任务指令:
将条目开头至含有“166;178;200;222”的那一行之间的各行原样抄写出来，首尾两行均包括在内。

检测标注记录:
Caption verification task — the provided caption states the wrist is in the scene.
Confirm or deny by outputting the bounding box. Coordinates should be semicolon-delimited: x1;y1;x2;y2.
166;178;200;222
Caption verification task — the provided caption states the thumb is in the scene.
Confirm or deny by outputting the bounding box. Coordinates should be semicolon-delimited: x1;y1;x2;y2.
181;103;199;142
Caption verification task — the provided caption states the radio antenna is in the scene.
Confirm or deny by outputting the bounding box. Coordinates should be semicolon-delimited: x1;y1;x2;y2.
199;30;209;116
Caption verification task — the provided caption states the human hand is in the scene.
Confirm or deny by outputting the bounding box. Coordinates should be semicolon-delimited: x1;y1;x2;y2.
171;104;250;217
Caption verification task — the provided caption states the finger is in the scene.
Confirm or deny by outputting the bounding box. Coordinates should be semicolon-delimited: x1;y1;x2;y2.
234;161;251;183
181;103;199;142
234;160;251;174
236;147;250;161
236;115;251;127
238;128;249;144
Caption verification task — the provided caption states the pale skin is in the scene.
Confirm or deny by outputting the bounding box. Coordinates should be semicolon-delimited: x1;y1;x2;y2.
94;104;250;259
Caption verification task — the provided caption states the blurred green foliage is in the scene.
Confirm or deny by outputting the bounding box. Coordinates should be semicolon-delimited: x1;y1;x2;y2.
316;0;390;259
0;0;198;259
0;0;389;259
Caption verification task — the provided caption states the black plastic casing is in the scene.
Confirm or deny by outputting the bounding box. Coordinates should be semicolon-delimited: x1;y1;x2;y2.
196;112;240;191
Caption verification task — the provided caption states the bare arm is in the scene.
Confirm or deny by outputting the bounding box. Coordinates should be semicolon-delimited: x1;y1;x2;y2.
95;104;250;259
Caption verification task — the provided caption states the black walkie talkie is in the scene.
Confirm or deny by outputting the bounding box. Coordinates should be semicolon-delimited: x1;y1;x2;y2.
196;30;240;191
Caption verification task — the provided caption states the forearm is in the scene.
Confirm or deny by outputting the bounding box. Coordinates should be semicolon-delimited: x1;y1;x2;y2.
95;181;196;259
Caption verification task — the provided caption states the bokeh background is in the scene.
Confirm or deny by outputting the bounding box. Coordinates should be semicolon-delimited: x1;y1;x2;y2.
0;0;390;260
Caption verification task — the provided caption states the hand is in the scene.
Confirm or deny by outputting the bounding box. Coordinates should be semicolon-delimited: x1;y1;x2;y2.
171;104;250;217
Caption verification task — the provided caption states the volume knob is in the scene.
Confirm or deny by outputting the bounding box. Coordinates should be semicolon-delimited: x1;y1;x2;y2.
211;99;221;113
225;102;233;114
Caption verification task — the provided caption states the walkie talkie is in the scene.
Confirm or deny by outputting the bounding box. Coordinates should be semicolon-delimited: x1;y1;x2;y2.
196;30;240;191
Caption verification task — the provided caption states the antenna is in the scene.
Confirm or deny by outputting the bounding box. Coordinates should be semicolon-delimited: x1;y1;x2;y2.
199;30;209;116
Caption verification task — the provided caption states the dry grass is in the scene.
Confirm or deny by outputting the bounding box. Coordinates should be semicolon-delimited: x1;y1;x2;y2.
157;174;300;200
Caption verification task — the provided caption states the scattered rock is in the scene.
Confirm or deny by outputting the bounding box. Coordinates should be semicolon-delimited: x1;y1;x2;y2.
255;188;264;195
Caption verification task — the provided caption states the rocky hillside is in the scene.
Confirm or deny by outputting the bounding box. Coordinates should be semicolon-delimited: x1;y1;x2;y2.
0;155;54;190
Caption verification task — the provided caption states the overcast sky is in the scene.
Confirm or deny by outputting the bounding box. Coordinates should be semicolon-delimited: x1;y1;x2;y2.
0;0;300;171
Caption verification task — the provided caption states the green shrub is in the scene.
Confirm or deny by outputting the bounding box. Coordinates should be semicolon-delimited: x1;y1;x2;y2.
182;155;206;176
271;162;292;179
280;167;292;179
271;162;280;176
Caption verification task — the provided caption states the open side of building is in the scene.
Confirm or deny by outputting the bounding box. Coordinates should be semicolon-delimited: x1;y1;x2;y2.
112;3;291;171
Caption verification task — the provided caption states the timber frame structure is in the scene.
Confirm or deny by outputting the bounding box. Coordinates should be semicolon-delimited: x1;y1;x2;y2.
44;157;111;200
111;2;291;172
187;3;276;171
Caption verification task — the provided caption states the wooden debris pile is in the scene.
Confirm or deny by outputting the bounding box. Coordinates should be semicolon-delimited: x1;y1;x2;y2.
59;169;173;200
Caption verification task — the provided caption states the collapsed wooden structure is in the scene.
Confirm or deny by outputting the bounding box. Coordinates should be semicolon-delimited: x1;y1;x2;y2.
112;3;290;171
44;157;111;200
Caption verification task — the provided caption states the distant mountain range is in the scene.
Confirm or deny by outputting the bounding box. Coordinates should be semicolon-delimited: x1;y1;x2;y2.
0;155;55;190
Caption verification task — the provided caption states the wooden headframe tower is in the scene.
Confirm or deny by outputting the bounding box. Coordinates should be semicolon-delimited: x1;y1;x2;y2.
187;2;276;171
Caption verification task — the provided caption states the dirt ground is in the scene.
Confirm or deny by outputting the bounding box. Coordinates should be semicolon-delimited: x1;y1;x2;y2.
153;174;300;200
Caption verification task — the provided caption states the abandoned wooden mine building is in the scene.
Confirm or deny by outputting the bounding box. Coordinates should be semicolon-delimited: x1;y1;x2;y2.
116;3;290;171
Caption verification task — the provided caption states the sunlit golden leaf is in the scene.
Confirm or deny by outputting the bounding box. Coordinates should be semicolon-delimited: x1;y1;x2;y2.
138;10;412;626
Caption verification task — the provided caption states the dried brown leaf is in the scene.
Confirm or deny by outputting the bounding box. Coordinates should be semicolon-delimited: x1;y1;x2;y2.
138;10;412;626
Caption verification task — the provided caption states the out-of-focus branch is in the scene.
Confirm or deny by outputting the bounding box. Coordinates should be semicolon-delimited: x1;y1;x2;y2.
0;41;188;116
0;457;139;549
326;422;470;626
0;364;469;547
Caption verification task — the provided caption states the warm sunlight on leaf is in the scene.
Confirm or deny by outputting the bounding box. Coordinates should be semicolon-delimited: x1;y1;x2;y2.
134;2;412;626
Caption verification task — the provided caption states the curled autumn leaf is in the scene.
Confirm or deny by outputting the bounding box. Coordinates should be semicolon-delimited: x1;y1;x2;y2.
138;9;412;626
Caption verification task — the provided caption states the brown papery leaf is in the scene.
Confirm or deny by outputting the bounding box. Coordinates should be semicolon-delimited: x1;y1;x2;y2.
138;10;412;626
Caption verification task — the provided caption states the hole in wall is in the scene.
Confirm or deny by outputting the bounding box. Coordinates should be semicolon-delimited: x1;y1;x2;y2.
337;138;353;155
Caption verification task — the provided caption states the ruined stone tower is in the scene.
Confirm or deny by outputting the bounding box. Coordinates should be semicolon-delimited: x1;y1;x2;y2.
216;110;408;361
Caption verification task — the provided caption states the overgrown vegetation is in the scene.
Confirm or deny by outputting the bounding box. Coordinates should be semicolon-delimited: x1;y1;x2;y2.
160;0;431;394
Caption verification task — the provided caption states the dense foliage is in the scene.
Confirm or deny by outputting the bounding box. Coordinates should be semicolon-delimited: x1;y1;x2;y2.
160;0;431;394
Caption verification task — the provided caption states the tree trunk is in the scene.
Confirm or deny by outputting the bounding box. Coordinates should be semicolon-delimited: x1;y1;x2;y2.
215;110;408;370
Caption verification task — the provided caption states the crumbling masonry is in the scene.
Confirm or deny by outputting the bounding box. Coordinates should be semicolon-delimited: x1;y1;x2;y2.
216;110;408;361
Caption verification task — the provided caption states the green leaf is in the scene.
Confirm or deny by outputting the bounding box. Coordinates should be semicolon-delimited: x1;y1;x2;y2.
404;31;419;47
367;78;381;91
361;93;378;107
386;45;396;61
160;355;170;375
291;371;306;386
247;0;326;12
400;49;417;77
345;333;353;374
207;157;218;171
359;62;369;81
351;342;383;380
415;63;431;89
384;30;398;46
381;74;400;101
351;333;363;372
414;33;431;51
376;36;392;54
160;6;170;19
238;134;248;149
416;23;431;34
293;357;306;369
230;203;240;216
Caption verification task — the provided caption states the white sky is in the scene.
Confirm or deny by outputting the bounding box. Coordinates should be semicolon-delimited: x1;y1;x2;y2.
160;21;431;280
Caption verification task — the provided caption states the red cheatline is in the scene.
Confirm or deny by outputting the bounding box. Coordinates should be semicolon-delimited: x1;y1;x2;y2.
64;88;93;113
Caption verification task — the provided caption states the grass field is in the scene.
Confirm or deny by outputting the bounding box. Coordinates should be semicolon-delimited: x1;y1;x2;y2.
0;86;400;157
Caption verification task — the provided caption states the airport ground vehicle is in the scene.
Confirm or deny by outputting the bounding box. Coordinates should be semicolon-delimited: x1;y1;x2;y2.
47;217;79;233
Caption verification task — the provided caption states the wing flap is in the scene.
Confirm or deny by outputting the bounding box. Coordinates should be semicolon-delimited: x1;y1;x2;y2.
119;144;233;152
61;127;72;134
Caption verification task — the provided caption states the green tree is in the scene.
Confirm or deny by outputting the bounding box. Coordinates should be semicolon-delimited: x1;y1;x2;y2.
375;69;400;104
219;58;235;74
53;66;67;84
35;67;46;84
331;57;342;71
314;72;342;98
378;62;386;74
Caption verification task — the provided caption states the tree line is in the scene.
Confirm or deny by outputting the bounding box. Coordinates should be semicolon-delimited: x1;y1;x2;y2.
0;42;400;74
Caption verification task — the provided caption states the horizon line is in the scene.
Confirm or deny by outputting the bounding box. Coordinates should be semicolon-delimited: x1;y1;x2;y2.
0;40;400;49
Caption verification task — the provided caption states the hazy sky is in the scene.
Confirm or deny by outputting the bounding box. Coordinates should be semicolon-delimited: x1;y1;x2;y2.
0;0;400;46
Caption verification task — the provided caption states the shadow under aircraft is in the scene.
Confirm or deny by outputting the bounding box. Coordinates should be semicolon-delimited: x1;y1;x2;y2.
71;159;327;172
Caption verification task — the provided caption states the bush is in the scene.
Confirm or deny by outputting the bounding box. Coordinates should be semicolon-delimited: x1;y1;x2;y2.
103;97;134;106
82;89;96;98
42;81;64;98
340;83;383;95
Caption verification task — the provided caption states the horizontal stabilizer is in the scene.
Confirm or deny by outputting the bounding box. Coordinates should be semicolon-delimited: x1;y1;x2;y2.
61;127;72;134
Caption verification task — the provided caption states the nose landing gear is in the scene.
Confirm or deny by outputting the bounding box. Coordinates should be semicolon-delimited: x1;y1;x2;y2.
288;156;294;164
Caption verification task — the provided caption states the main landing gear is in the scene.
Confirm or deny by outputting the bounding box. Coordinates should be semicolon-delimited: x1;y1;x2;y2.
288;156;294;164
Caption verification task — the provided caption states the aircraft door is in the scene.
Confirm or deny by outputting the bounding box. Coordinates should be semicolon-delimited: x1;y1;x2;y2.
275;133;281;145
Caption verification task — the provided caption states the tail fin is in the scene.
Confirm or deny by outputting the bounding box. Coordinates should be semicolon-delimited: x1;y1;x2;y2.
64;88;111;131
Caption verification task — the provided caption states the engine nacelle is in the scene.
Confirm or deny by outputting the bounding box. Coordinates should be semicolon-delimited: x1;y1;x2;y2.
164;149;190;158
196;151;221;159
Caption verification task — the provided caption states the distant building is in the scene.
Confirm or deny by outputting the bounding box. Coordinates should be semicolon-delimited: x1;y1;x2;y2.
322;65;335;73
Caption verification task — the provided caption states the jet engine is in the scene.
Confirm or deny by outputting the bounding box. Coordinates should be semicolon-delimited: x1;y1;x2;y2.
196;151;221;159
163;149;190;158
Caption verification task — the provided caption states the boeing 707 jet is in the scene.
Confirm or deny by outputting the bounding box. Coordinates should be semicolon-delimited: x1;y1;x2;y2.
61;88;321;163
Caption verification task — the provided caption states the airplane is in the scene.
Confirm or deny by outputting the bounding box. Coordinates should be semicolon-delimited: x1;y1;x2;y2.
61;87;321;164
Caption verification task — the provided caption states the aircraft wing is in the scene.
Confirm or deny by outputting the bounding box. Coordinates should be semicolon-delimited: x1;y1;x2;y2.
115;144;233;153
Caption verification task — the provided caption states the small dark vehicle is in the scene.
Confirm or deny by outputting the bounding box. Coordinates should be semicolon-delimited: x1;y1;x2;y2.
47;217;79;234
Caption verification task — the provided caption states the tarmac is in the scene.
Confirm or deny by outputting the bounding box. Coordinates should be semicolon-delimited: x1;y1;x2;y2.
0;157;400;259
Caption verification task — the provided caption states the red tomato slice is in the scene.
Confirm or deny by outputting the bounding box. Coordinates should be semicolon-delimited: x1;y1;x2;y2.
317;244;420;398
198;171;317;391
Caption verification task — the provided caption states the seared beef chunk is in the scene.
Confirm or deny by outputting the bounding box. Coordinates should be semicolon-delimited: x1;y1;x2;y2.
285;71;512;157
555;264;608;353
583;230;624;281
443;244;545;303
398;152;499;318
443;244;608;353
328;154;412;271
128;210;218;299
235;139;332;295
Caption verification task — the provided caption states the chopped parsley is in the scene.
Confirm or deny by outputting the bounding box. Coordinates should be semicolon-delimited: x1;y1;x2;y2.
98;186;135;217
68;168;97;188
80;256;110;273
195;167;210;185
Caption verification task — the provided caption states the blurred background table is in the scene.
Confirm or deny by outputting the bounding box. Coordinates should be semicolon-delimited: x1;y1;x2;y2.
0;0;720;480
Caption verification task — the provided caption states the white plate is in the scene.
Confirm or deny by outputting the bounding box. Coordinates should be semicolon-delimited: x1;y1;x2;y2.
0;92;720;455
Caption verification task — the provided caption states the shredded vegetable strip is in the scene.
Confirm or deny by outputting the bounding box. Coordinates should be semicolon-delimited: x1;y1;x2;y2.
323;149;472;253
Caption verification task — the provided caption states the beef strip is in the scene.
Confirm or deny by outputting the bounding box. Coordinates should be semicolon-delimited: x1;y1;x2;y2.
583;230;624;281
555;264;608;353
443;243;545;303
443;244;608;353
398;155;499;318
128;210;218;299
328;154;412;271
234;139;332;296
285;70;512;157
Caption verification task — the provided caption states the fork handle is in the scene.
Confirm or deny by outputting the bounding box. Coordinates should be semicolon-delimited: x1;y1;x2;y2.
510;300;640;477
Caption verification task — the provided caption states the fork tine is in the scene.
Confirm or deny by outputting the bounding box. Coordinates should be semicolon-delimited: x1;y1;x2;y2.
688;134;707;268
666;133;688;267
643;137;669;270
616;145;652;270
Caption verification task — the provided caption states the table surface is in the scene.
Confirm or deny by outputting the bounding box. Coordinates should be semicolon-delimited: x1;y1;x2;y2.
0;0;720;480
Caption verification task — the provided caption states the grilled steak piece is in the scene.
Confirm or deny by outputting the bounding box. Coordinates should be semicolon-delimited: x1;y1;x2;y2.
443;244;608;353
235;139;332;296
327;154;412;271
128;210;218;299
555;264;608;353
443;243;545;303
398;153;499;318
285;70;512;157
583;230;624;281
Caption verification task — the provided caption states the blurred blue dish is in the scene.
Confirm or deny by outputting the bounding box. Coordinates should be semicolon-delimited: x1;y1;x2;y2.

完整输出:
Caption verification task — the provided caption states the wrist is in the scene.
Confirm or deny by outputting the bounding box. Coordinates should be semicolon-delimited: x1;y1;x2;y2.
166;178;200;222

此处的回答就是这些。